▶ _Short task_:
Reproduce verbatim the stretch of the records from the line containing "find the weathered" through the end of the records, including both ends.
---- Record set
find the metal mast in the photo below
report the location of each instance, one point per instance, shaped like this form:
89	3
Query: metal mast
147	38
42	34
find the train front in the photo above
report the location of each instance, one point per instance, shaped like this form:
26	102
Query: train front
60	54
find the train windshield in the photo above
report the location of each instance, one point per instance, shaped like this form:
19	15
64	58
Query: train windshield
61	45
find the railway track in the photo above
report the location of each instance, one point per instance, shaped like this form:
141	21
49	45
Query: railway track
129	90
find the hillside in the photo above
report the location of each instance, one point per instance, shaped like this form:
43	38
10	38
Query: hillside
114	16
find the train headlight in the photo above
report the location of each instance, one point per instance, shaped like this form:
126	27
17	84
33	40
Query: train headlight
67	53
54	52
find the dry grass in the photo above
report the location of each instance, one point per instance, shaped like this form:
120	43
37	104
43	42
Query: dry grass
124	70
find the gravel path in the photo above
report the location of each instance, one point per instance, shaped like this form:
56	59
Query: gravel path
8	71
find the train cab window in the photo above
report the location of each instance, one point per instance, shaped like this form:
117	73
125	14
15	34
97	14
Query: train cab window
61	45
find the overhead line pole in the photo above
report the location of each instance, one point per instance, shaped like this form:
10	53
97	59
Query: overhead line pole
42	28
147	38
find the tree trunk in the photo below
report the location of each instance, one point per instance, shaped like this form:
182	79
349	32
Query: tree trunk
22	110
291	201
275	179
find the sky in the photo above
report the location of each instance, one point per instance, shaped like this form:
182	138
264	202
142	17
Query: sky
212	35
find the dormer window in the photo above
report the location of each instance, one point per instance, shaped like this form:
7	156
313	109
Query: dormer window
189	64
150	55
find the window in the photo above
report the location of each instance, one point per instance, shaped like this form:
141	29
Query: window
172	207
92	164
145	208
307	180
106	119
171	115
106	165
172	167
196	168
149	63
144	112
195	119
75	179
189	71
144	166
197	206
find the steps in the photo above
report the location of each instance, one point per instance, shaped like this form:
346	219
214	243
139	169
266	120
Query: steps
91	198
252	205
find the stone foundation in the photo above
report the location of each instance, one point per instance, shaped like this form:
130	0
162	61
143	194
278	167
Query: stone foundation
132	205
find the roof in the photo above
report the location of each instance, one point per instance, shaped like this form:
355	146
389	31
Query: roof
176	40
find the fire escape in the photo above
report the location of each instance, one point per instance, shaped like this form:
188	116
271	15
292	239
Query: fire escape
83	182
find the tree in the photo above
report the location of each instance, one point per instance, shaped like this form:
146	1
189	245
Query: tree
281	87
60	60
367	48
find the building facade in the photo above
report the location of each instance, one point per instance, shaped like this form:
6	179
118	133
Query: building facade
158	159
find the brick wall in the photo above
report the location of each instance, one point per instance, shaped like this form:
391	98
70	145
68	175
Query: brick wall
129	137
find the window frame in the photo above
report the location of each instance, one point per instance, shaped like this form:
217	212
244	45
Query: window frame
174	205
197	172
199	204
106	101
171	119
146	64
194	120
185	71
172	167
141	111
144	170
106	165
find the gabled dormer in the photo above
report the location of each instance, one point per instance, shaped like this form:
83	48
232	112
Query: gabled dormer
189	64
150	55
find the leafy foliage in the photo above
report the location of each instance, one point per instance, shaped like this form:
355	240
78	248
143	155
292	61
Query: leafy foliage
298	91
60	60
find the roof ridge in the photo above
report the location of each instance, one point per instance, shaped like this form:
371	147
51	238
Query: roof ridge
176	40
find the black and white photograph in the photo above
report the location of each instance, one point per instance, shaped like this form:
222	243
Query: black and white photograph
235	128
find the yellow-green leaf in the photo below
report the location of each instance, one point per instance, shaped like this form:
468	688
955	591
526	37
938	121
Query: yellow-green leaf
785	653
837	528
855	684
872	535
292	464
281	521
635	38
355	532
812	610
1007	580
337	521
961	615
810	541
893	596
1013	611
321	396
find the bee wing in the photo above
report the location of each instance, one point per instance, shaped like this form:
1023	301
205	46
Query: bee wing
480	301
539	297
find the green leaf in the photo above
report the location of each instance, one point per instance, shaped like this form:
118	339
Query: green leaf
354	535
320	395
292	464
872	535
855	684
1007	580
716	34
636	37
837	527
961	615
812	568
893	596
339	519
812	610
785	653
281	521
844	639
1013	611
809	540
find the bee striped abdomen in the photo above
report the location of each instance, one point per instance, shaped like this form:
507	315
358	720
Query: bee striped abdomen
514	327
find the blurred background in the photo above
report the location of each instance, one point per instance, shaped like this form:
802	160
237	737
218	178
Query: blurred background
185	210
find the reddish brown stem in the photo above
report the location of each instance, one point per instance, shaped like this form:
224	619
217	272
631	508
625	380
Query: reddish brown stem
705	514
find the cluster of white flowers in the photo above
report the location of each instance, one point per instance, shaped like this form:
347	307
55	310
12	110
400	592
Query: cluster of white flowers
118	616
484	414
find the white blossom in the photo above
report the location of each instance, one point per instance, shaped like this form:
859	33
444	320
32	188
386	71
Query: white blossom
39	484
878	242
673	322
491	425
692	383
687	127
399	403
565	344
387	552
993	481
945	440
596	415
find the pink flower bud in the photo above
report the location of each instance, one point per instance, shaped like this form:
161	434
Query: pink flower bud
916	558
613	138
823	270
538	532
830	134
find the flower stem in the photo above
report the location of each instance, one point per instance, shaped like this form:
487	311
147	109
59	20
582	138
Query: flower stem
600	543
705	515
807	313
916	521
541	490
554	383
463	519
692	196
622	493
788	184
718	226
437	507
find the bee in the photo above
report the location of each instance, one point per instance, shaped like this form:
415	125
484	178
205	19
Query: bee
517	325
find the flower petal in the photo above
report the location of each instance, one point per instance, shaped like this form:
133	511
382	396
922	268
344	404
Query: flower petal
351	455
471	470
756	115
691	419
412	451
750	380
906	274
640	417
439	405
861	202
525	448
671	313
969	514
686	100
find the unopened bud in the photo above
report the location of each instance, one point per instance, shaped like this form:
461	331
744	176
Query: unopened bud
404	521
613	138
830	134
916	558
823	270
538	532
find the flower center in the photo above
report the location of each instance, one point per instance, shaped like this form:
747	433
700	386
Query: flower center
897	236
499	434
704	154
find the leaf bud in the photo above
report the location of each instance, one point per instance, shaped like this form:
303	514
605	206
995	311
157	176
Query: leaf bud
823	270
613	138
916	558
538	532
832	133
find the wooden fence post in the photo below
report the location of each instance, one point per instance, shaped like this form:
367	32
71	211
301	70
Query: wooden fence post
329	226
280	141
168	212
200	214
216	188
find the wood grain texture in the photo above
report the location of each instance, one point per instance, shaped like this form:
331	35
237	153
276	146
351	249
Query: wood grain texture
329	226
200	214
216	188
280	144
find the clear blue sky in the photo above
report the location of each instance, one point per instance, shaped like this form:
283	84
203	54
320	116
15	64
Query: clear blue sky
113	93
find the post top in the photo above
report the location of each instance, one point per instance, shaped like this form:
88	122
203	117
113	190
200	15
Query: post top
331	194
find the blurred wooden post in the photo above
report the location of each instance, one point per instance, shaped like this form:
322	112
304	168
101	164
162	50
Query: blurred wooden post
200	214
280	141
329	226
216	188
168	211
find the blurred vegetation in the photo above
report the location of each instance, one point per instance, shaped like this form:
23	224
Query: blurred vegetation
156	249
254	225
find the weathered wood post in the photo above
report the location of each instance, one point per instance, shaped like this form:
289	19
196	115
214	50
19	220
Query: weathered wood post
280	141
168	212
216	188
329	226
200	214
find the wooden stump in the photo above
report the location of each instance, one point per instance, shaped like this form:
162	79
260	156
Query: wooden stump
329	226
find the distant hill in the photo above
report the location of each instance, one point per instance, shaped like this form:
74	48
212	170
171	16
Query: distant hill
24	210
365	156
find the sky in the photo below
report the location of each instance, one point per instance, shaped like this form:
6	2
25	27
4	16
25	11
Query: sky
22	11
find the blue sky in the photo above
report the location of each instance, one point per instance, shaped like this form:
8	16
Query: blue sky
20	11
--------
▶ _Answer to the problem_:
find the weathered wood post in the photo above
report the location of each instance, one point per instance, shaped like this form:
289	19
196	115
214	50
19	220
Query: weathered wood post
280	141
168	212
216	188
329	226
200	214
find the wooden stump in the photo above
report the location of each instance, one point per instance, shaped like this form:
162	79
260	156
Query: wooden stump
329	226
find the distant hill in the photo above
report the location of each instance, one point per instance, shaped like this form:
74	48
212	170
171	16
Query: distant hill
24	210
365	156
find the sky in the photo below
report the location of each instance, one point per instance, shaped like this form:
6	2
25	27
4	16
25	11
Query: sky
22	11
find the blue sky in the photo above
report the location of each instance, one point per instance, shaped like this form:
8	16
Query: blue sky
20	11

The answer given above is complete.